(Contour labeling items)
----
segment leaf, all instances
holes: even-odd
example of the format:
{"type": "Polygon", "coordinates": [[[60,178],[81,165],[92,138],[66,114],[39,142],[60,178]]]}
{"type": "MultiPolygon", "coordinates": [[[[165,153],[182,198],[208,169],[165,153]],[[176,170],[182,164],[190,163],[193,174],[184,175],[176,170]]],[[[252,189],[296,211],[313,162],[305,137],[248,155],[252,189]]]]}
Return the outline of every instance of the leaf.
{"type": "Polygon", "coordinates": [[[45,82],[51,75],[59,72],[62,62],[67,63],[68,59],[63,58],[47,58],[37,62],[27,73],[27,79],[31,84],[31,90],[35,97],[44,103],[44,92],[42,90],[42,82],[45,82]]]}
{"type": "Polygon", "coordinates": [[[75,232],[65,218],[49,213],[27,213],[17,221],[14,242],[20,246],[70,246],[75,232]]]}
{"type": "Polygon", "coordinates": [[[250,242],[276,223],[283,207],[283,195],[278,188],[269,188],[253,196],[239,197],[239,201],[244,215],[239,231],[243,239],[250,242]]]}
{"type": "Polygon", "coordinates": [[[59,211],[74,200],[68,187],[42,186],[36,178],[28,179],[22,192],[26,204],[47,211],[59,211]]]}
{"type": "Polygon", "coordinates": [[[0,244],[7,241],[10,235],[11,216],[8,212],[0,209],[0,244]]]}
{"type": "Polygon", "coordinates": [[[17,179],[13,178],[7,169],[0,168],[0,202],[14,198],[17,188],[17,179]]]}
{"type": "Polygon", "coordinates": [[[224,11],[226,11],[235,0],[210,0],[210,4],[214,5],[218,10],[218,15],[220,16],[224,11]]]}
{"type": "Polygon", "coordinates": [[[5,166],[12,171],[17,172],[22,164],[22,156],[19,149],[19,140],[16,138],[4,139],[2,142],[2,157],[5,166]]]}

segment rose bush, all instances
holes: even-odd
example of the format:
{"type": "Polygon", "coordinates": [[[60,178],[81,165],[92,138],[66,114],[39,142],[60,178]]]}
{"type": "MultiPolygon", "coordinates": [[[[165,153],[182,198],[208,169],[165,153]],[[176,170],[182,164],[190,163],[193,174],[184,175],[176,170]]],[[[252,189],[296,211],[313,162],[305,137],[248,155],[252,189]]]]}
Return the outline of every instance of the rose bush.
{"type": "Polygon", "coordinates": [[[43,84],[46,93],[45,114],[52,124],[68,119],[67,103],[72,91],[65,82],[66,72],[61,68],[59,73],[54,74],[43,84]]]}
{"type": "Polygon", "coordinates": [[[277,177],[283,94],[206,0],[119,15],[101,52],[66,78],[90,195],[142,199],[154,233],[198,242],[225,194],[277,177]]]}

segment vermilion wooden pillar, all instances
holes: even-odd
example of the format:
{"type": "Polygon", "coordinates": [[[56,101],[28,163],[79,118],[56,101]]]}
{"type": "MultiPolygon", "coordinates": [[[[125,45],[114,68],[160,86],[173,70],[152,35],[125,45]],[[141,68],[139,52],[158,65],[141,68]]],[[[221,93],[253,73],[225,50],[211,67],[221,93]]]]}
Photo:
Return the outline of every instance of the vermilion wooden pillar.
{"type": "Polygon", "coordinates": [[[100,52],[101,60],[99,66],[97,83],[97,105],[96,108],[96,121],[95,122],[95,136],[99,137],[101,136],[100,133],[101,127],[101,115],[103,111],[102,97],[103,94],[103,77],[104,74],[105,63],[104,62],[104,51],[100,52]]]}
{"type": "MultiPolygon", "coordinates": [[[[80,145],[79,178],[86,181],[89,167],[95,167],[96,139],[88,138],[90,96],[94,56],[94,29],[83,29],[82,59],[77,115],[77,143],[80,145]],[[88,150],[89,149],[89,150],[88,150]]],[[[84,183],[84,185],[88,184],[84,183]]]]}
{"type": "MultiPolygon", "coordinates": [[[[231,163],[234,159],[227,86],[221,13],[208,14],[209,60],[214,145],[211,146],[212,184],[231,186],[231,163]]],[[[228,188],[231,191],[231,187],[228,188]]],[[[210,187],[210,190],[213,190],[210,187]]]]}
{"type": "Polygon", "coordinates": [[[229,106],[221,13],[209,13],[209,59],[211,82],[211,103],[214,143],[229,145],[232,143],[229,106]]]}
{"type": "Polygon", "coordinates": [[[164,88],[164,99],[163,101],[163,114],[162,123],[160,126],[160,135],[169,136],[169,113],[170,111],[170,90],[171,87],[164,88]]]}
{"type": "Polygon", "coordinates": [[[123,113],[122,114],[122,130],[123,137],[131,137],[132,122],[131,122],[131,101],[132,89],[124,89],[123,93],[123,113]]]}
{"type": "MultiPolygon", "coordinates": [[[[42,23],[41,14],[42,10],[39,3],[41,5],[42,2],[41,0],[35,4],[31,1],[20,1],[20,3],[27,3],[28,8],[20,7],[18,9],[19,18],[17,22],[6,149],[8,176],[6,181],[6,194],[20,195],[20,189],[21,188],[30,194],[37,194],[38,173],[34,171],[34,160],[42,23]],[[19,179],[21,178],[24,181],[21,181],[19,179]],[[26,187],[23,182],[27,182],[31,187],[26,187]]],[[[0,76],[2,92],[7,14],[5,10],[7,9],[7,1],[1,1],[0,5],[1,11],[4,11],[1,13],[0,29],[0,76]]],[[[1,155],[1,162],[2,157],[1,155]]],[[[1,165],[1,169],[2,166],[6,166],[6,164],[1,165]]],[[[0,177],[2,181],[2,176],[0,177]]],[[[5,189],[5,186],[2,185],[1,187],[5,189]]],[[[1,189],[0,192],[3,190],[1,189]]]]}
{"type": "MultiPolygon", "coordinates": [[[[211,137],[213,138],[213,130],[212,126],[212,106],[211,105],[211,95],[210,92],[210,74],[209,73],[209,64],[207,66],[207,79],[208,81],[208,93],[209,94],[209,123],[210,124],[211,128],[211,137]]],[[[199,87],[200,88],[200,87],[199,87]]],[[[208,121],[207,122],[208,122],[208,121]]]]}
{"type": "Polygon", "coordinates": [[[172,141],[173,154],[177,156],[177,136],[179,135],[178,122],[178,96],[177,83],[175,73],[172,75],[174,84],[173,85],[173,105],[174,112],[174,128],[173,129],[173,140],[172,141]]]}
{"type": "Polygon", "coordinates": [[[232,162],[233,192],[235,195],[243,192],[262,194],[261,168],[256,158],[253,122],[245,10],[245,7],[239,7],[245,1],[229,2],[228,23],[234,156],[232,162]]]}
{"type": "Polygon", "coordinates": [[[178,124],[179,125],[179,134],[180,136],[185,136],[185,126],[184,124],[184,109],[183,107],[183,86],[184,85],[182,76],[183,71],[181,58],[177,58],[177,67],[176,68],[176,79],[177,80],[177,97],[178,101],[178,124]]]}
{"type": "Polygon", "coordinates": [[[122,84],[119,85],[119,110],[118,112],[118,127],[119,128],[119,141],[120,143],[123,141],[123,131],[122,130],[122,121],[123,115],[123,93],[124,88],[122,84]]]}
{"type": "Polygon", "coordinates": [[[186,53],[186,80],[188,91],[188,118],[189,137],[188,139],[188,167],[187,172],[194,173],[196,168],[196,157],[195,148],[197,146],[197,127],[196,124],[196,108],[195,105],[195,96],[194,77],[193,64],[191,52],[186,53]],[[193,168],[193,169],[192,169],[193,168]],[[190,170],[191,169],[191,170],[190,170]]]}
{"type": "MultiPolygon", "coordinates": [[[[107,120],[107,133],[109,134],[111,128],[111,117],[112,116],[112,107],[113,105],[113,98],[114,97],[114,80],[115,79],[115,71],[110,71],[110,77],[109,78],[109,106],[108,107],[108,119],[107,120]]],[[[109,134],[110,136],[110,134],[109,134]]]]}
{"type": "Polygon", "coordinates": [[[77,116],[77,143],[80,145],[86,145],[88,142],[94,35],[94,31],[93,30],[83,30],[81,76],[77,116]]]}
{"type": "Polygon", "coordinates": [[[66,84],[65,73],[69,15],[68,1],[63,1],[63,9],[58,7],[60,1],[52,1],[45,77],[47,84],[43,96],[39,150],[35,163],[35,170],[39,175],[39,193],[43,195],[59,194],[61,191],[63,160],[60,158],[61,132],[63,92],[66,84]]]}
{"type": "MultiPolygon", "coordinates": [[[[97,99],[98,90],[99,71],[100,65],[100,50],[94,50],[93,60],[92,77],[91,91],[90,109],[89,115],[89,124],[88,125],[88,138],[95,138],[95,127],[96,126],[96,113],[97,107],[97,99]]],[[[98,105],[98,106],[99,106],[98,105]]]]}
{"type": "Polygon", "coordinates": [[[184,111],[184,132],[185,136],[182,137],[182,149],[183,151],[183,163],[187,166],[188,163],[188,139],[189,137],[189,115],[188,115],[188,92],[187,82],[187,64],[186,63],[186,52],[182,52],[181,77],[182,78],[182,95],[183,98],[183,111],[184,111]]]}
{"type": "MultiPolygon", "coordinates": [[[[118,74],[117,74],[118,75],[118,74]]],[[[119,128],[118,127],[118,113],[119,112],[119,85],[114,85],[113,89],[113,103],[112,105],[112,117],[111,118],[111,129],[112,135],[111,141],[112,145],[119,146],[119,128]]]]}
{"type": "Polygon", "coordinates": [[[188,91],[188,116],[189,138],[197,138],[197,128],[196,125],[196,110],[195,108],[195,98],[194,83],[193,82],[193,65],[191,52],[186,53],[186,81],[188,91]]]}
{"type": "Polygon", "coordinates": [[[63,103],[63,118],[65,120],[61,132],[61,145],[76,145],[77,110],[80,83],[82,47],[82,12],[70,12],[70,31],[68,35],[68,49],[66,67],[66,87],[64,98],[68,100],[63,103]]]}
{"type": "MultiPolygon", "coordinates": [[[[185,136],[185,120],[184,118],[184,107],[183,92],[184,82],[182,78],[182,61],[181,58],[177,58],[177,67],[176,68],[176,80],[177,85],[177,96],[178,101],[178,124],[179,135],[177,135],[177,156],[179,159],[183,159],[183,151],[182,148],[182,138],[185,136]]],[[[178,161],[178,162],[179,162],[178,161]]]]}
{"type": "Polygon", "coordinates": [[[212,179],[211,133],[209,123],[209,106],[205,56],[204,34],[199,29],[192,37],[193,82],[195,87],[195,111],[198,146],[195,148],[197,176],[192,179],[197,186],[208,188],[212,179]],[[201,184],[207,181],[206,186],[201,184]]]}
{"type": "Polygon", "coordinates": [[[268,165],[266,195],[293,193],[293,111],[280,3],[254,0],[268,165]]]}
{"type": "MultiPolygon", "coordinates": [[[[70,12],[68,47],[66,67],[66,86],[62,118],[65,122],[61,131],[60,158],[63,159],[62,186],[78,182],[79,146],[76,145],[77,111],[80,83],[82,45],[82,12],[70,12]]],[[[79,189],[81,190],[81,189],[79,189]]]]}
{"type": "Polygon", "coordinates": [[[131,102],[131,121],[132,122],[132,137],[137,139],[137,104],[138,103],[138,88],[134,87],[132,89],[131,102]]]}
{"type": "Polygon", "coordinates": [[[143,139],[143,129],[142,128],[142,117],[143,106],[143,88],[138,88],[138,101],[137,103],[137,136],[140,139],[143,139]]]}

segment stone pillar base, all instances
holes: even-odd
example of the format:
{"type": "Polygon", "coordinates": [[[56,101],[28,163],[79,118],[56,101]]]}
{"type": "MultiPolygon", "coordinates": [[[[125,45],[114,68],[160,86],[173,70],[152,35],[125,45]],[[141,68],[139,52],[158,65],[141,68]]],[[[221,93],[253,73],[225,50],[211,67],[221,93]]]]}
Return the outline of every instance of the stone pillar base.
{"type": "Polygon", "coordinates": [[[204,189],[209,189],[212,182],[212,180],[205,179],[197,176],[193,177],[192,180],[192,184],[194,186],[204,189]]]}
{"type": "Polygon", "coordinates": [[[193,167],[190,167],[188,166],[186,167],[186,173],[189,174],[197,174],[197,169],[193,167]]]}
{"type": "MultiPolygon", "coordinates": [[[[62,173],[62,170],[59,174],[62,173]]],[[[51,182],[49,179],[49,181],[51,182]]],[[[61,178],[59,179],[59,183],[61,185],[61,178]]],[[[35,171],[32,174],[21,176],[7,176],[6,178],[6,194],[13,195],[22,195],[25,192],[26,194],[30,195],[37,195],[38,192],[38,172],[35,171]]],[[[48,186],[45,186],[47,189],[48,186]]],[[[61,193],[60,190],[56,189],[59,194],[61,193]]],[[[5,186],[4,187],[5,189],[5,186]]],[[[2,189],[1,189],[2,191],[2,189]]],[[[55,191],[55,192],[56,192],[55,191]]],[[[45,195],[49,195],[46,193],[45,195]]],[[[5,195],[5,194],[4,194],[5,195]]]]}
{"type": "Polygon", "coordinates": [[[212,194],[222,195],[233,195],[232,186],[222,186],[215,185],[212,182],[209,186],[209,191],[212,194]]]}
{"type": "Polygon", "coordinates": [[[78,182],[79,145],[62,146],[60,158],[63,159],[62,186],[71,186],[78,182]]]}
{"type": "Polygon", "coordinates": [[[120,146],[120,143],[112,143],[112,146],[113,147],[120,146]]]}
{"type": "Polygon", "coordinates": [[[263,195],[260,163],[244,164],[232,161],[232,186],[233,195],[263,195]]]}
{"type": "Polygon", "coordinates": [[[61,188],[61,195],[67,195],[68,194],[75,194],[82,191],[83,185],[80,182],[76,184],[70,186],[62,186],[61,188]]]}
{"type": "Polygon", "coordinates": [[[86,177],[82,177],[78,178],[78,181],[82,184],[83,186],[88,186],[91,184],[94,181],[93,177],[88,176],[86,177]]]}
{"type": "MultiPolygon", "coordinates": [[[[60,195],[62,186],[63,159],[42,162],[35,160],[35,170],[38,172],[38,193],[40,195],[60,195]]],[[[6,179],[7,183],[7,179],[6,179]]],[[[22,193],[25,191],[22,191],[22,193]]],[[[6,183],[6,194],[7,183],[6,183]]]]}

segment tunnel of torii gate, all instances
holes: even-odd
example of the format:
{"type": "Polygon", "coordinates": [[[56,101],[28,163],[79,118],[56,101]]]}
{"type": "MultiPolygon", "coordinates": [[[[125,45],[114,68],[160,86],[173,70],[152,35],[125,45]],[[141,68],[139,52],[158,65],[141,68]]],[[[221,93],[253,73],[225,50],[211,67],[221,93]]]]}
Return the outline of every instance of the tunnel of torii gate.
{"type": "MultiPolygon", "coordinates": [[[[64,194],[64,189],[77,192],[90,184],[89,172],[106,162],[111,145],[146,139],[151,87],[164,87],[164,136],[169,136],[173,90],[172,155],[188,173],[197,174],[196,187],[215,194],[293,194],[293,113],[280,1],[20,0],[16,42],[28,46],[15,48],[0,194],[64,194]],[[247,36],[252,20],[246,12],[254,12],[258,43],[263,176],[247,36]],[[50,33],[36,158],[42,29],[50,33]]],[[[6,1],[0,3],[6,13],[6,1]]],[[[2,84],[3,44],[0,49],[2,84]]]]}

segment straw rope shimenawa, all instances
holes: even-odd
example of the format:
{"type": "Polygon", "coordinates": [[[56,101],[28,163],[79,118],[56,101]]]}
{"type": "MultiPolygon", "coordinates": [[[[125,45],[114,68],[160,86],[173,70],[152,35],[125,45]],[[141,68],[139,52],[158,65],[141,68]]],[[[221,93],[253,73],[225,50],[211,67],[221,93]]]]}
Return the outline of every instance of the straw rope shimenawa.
----
» **Your goal**
Starting at the line that contains "segment tunnel of torii gate, all instances" and continuing through the last of the items, write those lines out again with "straw rope shimenawa" replaced by "shimenawa rope" and everything else left unchanged.

» **Result of the exercise**
segment tunnel of torii gate, all instances
holes: even-odd
example of the format:
{"type": "Polygon", "coordinates": [[[56,101],[28,163],[79,118],[56,101]]]}
{"type": "MultiPolygon", "coordinates": [[[[125,45],[114,68],[160,86],[173,70],[152,35],[125,45]],[[141,68],[139,52],[158,65],[141,68]]],[[[221,93],[253,73],[225,50],[211,67],[221,93]]]]}
Return the outline of every instance of the tunnel of torii gate.
{"type": "MultiPolygon", "coordinates": [[[[64,194],[64,189],[77,192],[90,184],[89,172],[106,162],[111,145],[146,139],[151,87],[164,87],[164,136],[169,136],[173,90],[172,155],[188,173],[197,174],[196,187],[215,194],[293,194],[293,113],[280,1],[20,0],[16,42],[28,46],[15,48],[0,194],[64,194]],[[247,36],[252,20],[246,12],[254,12],[258,43],[263,176],[247,36]],[[50,33],[36,158],[42,29],[50,33]]],[[[6,1],[0,3],[6,13],[6,1]]],[[[2,84],[3,44],[0,49],[2,84]]]]}

segment shimenawa rope, all instances
holes: even-odd
example of the format:
{"type": "Polygon", "coordinates": [[[56,101],[28,163],[79,118],[56,101]]]}
{"type": "MultiPolygon", "coordinates": [[[[125,45],[114,68],[160,86],[173,70],[152,35],[125,45]],[[141,68],[139,52],[158,65],[141,68]]],[[[221,93],[253,73],[225,50],[211,67],[221,93]]]]}
Return the outline of every instance of the shimenawa rope.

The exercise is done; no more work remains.